** Excerpted data **
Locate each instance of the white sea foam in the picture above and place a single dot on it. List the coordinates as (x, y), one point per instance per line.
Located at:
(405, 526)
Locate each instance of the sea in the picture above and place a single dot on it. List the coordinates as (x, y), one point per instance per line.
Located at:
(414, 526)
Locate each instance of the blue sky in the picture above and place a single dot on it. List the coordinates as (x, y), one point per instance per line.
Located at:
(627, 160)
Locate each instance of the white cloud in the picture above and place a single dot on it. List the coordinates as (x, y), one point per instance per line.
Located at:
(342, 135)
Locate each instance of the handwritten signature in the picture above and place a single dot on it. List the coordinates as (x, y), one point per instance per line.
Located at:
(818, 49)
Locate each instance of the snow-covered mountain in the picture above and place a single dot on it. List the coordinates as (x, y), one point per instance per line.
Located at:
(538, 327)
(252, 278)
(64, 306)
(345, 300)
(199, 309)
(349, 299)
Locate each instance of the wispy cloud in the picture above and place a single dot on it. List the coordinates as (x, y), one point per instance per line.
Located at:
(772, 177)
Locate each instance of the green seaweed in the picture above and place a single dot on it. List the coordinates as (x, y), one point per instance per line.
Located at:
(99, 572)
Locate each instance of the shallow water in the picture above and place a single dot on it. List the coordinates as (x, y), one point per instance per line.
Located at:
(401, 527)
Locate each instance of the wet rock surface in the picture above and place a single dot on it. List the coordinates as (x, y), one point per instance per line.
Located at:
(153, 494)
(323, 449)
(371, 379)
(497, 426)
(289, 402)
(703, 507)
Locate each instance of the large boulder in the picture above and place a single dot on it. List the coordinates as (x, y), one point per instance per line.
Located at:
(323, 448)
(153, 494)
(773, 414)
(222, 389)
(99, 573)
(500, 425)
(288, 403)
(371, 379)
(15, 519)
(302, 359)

** Problem to work on **
Every line above should be transcribed exactly.

** Answer to the exercise **
Locate each instance of the white sea foam in the picture above and place a single dot on it. List the coordinates as (x, y), one point per instance per line.
Located at:
(405, 526)
Locate each instance of the sea in the picture above and place a single dot on it. List the coordinates as (x, y), one point per instance per line.
Located at:
(414, 526)
Locate each instance of the blue sky in the picture above and place a single dot on it. List the coordinates as (x, y), one point per instance per line.
Located at:
(627, 160)
Locate each instance of the white cloud in the picture above and place a single dot on it. List the coordinates as (x, y), one point per instance per line.
Located at:
(342, 135)
Locate each instance of the handwritten signature in the picture above and place a single dot on it. List the coordinates as (x, y), one point per instance per line.
Located at:
(818, 49)
Locate each instance of the snow-covered mountain in the picture above and place a single dot on it. List the coordinates as (x, y), one point per instance per line.
Located at:
(538, 327)
(252, 278)
(64, 306)
(345, 300)
(199, 309)
(349, 299)
Locate each instance of the wispy cloud in the picture above and place a single dot on it. List the coordinates as (x, y), one point per instance per line.
Located at:
(772, 177)
Locate each instance of the green seaweed in the picture above and place a single dot on it. List the coordinates as (x, y), one point per instance per line.
Located at:
(99, 572)
Locate each instance of the shallow water in the picture above and place a single dot on it. List the coordinates as (x, y), one point per instance per line.
Located at:
(401, 527)
Locate each instance of the wet rock surface in the picture above and place a single dot on it. List the coordinates as (x, y), one point per instance per line.
Located at:
(153, 494)
(323, 449)
(371, 379)
(497, 426)
(289, 402)
(703, 507)
Locate each instance of the large boulder in the picture above and place a single dot on it. List the coordinates as (x, y), one point per instance per line.
Located at:
(323, 448)
(153, 494)
(773, 414)
(222, 389)
(99, 573)
(500, 425)
(288, 403)
(371, 379)
(15, 519)
(302, 359)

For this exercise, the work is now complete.